> **İncelenecek metin**
Yapay zekanın gen düzenleme teknolojisinde nasıl kullanılacağına değinmeden önce CRISPR’i biraz tanıyalım. CRISPR orak hücre anemisi ve körlük gibi kalıtsal sağlık sorunlarına neden olan genleri değiştirmek için kullanılan bir teknoloji. Nobel ödüllü bir teknoloji olan CIRSPR aslında bakterilerde kendiliğinden bulunan Cas9 proteininden esinlenerek geliştirilmiş. Cas9 bu mikroskobik organizmaların karşılaştığı enfeksiyonları hafızasına alarak sonraki enfeksiyonlarda daha etkili bir şekilde mücadele etmesini sağlıyor. Bilim insanları da bu mekanizmaya dayanarak CRISPR-Cas9 sistemini oluşturdu. Ancak bu daha çok yeni bir teknoloji.
Bilim insanları bakterilerin milyarlarca yıl içinde evrimleşmiş özelliğinin çok daha güçlü ve etkili versiyonunu yaratmak istiyor. Profluent bu yolda ilk adımı atan şirket oldu. Şirket insan DNA’sını düzenlemek için yapay zeka tarafından üretilen gen düzenleyicilerini kullandı. En önemlisi de kullanılan OpenCRISPR-1 adındaki bu düzenleyicinin kodları açık kaynak olarak paylaşıldı. Yani çalışmada yer almayan bilim insanları, şirketler ya da bağımsız kişiler bu teknolojiyi ücretsiz olarak deneyebilir.

> **Alıştırma 1**
Gen düzenleme metninde "Yapay zekanın gen" sözlerinden "yeni bir teknoloji." sözlerine kadar olan kısmı hiç değiştirmeden yazın.
> **Alıştırma 2**
Gen düzenleme metnine göre şu soruları cevaplayın:
(a) CRISPR hangi kalıtsal sağlık sorunlarına yol açan genleri değiştirmek için kullanılıyor?
(b) CRISPR, bakterilerde kendiliğinden bulunan hangi proteinden esinlenerek geliştirilmiş?
(c) Profluent'in kullandığı ve kodları açık kaynak olarak paylaşılan düzenleyicinin adı ne?

> **Kaynak veriler**
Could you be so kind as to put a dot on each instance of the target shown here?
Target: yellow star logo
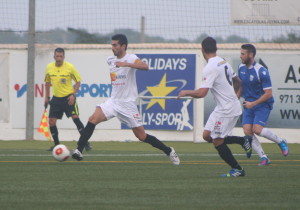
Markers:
(160, 90)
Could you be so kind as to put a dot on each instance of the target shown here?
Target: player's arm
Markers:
(237, 85)
(266, 96)
(198, 93)
(138, 64)
(47, 94)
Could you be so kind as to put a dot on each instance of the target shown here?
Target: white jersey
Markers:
(217, 76)
(123, 79)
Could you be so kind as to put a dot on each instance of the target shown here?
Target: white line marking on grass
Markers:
(115, 155)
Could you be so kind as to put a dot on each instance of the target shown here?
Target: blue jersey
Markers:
(255, 80)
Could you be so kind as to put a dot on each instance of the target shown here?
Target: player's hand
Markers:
(71, 100)
(181, 94)
(122, 64)
(248, 104)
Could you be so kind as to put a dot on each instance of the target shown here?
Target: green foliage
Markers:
(82, 36)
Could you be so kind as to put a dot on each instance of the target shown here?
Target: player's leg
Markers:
(54, 131)
(226, 154)
(97, 117)
(73, 111)
(206, 136)
(256, 145)
(261, 117)
(102, 113)
(55, 112)
(140, 133)
(223, 127)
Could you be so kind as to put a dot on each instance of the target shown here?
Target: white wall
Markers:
(91, 63)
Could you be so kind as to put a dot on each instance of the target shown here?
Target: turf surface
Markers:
(134, 175)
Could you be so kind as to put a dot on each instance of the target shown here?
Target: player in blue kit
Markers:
(258, 102)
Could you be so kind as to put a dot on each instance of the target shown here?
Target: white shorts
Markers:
(220, 127)
(126, 112)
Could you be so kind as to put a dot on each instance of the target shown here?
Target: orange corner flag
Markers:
(44, 126)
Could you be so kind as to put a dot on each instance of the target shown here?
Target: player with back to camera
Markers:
(218, 77)
(59, 76)
(122, 104)
(257, 93)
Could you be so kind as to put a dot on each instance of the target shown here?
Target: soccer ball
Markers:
(61, 152)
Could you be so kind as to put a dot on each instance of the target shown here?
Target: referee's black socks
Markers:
(85, 135)
(54, 134)
(154, 142)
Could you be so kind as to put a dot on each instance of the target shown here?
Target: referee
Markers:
(59, 76)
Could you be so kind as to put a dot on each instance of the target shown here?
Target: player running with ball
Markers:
(122, 103)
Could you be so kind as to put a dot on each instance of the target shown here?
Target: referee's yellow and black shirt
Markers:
(61, 78)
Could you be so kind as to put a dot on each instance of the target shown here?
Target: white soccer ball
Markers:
(61, 152)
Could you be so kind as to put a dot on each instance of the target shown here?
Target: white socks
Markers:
(257, 147)
(270, 135)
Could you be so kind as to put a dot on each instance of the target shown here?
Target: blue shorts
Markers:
(257, 115)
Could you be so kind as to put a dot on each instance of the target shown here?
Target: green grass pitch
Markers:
(134, 175)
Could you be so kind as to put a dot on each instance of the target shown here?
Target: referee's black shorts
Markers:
(59, 106)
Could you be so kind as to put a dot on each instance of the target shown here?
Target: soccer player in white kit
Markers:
(218, 76)
(122, 103)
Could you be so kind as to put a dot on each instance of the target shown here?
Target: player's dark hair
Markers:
(121, 38)
(60, 50)
(209, 45)
(250, 48)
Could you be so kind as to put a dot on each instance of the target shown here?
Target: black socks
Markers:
(54, 133)
(227, 156)
(78, 124)
(85, 135)
(234, 140)
(153, 141)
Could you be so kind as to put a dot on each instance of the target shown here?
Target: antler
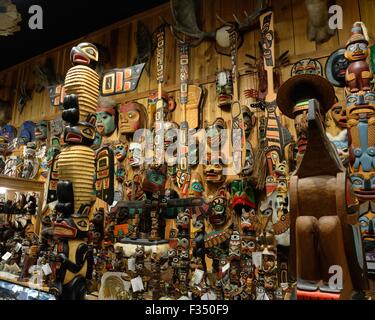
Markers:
(251, 19)
(184, 15)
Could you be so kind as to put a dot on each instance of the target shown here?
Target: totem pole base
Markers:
(317, 295)
(129, 246)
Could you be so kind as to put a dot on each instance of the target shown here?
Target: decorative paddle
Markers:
(238, 131)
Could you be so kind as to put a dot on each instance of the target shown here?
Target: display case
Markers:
(10, 290)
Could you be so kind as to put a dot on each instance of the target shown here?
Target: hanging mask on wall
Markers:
(154, 180)
(133, 188)
(213, 170)
(307, 66)
(216, 133)
(224, 88)
(249, 120)
(5, 112)
(27, 132)
(106, 117)
(133, 116)
(9, 132)
(243, 197)
(218, 208)
(41, 130)
(336, 68)
(120, 152)
(97, 141)
(56, 127)
(135, 154)
(338, 114)
(196, 185)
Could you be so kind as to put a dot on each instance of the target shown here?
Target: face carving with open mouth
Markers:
(85, 54)
(120, 152)
(213, 170)
(338, 114)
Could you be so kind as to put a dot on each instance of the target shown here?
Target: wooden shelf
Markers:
(8, 277)
(21, 184)
(25, 185)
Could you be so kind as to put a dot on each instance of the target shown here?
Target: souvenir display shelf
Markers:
(279, 173)
(11, 289)
(25, 185)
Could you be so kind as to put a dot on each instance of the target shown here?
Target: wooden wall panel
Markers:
(290, 26)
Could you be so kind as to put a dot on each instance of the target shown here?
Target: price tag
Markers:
(197, 276)
(225, 268)
(262, 296)
(131, 264)
(46, 269)
(137, 284)
(22, 295)
(257, 259)
(18, 246)
(6, 256)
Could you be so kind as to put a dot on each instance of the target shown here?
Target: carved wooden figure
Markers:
(358, 74)
(325, 232)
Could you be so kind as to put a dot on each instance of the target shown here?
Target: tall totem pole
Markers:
(360, 113)
(76, 169)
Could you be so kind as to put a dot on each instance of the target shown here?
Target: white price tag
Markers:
(22, 296)
(6, 256)
(46, 269)
(257, 259)
(205, 297)
(262, 296)
(137, 284)
(131, 264)
(209, 296)
(18, 246)
(225, 268)
(197, 276)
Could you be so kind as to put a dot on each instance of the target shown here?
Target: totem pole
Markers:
(323, 209)
(76, 169)
(360, 108)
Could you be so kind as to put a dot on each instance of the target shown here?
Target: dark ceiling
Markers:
(64, 21)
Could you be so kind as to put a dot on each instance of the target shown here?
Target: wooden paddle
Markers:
(238, 130)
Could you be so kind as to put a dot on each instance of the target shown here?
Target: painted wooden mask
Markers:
(338, 114)
(41, 130)
(135, 154)
(218, 208)
(213, 170)
(307, 66)
(120, 152)
(224, 88)
(133, 116)
(216, 134)
(106, 117)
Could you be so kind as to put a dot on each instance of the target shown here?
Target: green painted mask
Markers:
(105, 123)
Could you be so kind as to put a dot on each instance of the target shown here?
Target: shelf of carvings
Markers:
(25, 185)
(9, 277)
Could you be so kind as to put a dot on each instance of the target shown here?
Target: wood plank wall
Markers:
(290, 26)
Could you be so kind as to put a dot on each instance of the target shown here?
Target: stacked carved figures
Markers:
(326, 255)
(76, 168)
(360, 111)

> **Yazılı cevap 1**
Yapay zekanın gen düzenleme teknolojisinde nasıl kullanılacağına değinmeden önce CRISPR’i biraz tanıyalım. CRISPR orak hücre anemisi ve körlük gibi kalıtsal sağlık sorunlarına neden olan genleri değiştirmek için kullanılan bir teknoloji. Nobel ödüllü bir teknoloji olan CIRSPR aslında bakterilerde kendiliğinden bulunan Cas9 proteininden esinlenerek geliştirilmiş. Cas9 bu mikroskobik organizmaların karşılaştığı enfeksiyonları hafızasına alarak sonraki enfeksiyonlarda daha etkili bir şekilde mücadele etmesini sağlıyor. Bilim insanları da bu mekanizmaya dayanarak CRISPR-Cas9 sistemini oluşturdu. Ancak bu daha çok yeni bir teknoloji.

> **Yazılı cevap 2**
(a) Orak hücre anemisi ve körlük.
(b) Cas9 proteininden.
(c) OpenCRISPR-1.